**WORK REQUEST:** Repeat exactly, and only, the lines below starting at the line that contains "pixel 558 497" and ending at the line that contains "Mark the blue patio", inclusive of both.

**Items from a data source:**
•••

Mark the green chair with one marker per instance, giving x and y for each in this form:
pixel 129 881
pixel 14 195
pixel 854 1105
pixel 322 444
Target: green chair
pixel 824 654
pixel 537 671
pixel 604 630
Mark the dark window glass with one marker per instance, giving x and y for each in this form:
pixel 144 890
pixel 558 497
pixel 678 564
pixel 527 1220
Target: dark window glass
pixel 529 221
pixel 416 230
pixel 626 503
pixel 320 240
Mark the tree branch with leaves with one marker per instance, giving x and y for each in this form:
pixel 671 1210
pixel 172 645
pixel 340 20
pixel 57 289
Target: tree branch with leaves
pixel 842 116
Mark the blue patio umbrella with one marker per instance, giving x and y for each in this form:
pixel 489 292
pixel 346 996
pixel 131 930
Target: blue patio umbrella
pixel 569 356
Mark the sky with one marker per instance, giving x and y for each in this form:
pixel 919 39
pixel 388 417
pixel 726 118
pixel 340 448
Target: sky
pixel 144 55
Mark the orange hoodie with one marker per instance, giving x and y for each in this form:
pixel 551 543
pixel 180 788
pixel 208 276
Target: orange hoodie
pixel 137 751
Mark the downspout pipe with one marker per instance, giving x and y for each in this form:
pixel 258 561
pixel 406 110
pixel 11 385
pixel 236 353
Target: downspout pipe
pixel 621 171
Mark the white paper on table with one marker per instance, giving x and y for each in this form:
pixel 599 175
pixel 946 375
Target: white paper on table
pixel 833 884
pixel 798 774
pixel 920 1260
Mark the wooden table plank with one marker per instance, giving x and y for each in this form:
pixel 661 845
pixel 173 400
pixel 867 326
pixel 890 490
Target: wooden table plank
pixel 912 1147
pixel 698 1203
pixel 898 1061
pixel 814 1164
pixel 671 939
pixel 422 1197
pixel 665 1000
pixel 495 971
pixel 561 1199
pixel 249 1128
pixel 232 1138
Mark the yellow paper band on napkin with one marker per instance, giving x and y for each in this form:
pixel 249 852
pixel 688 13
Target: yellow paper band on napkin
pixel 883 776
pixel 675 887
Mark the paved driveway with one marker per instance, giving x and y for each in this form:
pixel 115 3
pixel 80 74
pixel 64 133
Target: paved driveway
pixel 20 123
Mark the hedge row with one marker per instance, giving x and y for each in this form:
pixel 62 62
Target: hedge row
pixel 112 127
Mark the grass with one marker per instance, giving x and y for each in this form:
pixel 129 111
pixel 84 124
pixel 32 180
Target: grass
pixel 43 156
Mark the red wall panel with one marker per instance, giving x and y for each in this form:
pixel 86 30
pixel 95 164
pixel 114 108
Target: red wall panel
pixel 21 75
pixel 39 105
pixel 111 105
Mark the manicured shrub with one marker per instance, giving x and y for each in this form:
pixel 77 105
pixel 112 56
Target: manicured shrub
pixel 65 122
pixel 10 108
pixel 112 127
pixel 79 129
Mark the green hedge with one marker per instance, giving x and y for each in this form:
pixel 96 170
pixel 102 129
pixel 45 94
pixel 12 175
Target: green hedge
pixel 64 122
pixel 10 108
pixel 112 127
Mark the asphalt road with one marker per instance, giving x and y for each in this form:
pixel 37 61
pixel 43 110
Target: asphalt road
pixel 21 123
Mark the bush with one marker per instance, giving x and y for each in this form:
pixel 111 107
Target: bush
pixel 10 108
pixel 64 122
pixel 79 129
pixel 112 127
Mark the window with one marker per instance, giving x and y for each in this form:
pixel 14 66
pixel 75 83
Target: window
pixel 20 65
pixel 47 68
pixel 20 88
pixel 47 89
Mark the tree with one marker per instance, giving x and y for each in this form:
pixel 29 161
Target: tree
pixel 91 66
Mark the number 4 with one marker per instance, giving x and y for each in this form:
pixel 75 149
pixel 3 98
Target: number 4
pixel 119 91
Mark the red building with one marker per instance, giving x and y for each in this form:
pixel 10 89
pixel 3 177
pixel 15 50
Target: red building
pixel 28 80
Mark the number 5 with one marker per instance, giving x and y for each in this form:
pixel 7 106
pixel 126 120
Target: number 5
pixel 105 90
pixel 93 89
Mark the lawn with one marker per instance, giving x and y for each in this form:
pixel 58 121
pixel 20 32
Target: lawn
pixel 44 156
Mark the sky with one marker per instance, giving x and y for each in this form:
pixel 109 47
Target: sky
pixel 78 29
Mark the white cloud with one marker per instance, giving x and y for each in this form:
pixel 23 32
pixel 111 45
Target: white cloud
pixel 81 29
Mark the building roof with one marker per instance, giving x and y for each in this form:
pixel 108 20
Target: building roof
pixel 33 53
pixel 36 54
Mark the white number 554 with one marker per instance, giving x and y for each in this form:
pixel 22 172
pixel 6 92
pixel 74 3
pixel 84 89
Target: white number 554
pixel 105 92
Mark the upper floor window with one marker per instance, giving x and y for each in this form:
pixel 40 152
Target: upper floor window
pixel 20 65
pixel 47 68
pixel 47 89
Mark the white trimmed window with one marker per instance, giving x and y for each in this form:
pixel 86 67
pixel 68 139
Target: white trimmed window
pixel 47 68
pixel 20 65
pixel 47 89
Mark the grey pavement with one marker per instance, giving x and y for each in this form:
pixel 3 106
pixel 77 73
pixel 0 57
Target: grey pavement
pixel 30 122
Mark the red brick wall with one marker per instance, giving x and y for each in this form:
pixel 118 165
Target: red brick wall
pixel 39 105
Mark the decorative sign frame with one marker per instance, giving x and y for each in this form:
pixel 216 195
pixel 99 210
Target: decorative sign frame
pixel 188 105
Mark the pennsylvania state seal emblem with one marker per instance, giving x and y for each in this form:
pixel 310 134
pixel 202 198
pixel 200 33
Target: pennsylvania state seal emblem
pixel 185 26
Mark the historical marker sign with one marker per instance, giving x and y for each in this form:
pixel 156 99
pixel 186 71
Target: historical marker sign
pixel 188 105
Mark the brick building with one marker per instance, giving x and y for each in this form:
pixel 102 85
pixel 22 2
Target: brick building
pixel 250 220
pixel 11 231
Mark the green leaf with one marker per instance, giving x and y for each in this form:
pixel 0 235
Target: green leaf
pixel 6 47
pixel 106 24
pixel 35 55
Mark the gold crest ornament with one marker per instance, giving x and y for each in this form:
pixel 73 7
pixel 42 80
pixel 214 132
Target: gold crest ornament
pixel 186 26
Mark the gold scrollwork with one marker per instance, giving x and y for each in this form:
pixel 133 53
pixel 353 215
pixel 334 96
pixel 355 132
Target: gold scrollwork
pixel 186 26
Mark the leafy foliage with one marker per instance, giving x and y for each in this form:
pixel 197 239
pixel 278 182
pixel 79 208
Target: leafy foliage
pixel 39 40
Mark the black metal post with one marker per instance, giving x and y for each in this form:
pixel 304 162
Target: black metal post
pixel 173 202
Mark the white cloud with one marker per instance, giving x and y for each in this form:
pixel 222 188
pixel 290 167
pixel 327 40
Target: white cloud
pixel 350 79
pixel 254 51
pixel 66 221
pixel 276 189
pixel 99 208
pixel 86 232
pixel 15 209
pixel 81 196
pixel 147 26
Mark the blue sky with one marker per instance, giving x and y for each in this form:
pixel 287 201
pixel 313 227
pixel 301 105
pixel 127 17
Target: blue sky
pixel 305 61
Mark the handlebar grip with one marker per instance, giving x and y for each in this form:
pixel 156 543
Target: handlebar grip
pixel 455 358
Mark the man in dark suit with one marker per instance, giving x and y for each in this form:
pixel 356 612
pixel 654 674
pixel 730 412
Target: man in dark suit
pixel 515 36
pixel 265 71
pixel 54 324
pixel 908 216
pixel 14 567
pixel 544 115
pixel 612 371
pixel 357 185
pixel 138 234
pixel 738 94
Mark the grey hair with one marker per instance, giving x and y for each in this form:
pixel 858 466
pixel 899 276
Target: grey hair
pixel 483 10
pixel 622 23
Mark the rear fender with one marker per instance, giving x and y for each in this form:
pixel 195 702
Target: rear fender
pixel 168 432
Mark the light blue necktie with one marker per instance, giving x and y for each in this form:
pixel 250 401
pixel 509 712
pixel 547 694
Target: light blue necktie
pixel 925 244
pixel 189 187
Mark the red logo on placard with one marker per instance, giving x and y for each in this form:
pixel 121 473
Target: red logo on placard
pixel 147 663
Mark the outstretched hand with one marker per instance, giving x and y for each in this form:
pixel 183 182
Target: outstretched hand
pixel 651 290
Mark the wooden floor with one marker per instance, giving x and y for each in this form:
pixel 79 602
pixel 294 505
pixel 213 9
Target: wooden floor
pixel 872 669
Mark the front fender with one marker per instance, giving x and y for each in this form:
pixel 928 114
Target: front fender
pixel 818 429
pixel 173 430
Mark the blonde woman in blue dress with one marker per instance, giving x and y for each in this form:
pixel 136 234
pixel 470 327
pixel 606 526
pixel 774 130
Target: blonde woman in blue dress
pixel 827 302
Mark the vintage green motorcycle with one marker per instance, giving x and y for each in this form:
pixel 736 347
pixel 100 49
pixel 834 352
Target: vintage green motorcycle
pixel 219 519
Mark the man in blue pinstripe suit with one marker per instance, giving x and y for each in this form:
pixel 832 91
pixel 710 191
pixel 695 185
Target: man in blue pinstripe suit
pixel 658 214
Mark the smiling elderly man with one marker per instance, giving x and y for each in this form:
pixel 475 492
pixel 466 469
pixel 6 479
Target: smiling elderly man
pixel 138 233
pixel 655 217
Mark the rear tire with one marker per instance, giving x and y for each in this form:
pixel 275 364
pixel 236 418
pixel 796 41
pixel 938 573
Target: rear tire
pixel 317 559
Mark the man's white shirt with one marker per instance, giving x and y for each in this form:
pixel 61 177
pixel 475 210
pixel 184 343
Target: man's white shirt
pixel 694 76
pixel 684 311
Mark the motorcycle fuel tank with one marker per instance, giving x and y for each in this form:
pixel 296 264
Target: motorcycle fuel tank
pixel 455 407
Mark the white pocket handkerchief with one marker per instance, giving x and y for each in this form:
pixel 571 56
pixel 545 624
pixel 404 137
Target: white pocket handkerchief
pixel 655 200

•••

**SOLUTION TO THIS PROBLEM:**
pixel 558 497
pixel 678 564
pixel 527 1220
Target: dark window glass
pixel 529 221
pixel 416 230
pixel 626 503
pixel 320 240
Mark the tree branch with leaves with one marker per instance, giving x and y for each in this form:
pixel 671 1210
pixel 172 645
pixel 340 20
pixel 57 289
Target: tree branch with leaves
pixel 842 116
Mark the blue patio umbrella with one marker per instance, giving x and y for each in this form:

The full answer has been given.